Objective: Starting from the line containing "Which spot lies innermost in each instance of the man?", write out the rest of the entries exactly, through the final line, including nothing else.

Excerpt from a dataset
————————

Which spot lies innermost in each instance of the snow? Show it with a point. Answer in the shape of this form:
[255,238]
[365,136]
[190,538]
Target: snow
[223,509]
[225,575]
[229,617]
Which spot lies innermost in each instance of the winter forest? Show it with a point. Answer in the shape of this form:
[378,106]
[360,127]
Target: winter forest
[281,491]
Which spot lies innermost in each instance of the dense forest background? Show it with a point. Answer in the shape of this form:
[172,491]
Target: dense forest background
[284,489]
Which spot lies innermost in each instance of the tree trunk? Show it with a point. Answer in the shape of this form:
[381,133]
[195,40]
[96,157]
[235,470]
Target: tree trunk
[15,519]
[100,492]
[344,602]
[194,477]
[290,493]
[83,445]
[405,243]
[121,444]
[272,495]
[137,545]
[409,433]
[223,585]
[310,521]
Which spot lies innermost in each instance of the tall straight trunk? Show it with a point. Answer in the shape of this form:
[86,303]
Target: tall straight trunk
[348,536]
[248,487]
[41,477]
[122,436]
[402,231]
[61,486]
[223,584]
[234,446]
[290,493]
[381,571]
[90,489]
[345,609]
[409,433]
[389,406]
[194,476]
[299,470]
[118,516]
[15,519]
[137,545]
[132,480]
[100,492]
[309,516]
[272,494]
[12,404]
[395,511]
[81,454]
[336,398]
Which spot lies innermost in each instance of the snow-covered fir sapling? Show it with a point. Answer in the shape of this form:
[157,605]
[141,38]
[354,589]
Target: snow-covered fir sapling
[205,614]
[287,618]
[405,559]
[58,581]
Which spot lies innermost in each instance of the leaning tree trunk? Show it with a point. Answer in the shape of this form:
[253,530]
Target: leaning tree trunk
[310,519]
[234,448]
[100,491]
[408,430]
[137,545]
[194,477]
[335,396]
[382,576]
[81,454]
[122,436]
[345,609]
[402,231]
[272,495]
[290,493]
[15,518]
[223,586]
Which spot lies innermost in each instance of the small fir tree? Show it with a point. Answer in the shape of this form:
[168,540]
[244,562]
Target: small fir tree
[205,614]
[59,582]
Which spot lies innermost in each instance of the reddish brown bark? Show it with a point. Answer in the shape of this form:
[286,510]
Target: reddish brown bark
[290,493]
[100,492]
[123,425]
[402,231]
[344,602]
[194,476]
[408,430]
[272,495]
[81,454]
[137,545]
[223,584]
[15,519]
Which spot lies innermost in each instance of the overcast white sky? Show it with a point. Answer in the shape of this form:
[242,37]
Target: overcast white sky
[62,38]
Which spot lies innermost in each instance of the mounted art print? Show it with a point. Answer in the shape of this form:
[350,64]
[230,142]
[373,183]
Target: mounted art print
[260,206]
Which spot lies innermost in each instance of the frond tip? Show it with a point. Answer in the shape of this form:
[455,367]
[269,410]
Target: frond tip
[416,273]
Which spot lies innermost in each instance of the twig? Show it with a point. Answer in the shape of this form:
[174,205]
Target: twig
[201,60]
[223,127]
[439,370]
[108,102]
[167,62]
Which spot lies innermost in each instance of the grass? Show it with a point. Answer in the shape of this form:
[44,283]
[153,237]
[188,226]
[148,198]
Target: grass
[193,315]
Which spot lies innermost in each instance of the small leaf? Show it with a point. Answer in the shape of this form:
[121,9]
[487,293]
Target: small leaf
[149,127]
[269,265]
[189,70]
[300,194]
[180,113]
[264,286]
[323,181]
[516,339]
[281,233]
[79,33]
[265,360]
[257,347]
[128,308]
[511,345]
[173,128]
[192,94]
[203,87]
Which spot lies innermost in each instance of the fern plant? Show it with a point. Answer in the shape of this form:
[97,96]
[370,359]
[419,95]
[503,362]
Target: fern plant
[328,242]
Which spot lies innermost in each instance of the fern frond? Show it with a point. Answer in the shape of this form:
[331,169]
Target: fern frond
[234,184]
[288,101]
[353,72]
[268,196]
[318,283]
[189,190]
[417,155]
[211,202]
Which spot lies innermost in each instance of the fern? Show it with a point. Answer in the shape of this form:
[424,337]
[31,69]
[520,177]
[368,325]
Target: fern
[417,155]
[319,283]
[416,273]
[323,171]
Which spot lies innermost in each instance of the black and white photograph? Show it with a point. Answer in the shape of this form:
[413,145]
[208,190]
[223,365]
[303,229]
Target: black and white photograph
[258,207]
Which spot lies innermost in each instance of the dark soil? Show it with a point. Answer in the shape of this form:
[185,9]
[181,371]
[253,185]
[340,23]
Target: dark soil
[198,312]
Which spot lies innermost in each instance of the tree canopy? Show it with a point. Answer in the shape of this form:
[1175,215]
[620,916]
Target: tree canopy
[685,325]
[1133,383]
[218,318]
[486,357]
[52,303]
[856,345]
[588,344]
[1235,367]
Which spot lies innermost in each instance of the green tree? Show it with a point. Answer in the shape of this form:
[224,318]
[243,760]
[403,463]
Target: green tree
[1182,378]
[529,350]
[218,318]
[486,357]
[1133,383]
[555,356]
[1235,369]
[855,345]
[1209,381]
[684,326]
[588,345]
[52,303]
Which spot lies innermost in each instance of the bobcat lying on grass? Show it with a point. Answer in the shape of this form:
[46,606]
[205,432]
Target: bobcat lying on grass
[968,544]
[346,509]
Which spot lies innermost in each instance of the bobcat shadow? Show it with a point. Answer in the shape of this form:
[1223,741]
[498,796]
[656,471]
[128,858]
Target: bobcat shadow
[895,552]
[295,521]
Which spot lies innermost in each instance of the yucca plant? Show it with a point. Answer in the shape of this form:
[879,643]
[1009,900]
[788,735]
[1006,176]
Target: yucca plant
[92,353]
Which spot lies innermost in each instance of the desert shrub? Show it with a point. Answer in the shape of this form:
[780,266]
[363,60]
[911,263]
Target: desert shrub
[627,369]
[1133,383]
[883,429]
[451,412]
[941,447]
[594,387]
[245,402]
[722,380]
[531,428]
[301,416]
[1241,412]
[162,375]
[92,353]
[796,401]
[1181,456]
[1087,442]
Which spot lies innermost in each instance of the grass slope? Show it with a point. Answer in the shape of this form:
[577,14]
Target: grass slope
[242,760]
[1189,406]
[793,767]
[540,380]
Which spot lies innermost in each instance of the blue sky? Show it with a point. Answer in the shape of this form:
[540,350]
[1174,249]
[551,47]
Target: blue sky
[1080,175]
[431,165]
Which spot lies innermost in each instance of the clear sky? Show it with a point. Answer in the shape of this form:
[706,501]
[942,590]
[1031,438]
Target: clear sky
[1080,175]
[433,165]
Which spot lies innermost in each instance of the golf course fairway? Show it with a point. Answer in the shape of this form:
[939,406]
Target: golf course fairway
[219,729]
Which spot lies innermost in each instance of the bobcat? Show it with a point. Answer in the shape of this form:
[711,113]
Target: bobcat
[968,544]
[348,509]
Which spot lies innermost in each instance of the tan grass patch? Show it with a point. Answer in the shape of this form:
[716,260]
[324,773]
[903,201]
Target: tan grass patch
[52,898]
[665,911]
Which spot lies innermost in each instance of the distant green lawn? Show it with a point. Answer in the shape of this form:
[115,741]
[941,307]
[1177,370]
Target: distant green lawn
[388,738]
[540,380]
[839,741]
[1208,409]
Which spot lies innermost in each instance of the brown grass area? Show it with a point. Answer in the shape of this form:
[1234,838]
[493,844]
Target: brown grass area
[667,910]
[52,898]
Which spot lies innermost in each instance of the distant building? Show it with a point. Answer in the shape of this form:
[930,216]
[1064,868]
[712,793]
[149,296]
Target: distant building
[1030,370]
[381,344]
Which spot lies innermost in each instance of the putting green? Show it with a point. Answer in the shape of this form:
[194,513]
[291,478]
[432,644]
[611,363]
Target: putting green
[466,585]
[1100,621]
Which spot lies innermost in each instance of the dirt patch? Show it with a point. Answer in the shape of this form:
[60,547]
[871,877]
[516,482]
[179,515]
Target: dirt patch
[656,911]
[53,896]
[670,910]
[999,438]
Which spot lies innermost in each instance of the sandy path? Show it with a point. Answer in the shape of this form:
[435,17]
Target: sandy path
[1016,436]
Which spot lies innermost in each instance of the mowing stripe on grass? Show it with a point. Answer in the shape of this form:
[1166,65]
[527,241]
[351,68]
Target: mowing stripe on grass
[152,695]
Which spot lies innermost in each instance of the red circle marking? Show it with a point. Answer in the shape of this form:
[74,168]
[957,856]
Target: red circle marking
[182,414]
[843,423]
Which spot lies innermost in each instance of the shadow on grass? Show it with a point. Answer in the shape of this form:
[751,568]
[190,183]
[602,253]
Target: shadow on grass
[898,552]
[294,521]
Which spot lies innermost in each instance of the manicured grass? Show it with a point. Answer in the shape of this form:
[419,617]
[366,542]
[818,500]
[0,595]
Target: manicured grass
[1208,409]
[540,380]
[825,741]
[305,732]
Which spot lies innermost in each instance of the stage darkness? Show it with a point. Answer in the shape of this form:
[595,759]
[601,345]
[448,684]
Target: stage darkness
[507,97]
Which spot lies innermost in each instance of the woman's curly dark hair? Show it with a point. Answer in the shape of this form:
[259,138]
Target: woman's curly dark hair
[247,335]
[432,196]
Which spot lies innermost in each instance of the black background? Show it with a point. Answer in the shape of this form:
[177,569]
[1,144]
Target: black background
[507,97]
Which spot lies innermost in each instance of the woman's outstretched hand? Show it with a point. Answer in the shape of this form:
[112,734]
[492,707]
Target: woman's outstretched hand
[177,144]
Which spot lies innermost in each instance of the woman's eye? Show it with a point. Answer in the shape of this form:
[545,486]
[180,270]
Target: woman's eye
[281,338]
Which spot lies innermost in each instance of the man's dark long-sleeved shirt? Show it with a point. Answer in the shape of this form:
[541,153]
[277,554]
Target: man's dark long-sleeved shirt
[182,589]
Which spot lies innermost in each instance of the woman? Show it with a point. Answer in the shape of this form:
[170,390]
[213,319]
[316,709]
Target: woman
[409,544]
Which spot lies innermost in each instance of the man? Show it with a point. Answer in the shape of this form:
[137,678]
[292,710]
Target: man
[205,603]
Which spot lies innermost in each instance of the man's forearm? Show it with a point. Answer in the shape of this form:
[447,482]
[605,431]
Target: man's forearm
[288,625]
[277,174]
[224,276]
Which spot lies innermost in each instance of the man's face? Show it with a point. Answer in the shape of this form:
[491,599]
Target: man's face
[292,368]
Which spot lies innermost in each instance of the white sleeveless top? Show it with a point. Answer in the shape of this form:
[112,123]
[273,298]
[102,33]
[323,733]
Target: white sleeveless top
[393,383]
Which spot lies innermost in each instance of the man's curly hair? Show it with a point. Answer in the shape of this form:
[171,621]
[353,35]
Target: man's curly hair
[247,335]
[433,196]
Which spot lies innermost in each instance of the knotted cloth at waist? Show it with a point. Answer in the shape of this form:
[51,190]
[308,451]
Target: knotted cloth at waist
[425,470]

————————

Correct output:
Which spot lies innermost in each instance of the man? Show it with a point. Answer in the shape of this form:
[137,678]
[292,710]
Target: man
[205,603]
Which spot lies innermost in each instance of the man's forearm? Show it with a point. Answer in the shape of this form:
[447,482]
[605,431]
Target: man's forearm
[288,625]
[277,174]
[224,276]
Which spot lies innermost in each instance of the man's face? Show it with a point. Answer in the shape of this form:
[491,599]
Target: man's face
[292,368]
Which spot lies innermost in each instance of the white sleeveless top? Show it with a point. Answer in the shape of this form:
[112,123]
[273,298]
[102,33]
[323,733]
Target: white sleeveless top
[393,383]
Which spot lies innermost in each instance of the man's curly hair? Show it with a point. Answer in the shape of this form:
[171,621]
[353,35]
Target: man's curly hair
[247,335]
[433,196]
Which spot lies innermost in each instance of the knotted cloth at waist? Show it with a point. Answer in the shape of this form:
[51,190]
[308,451]
Target: knotted cloth at waist
[425,470]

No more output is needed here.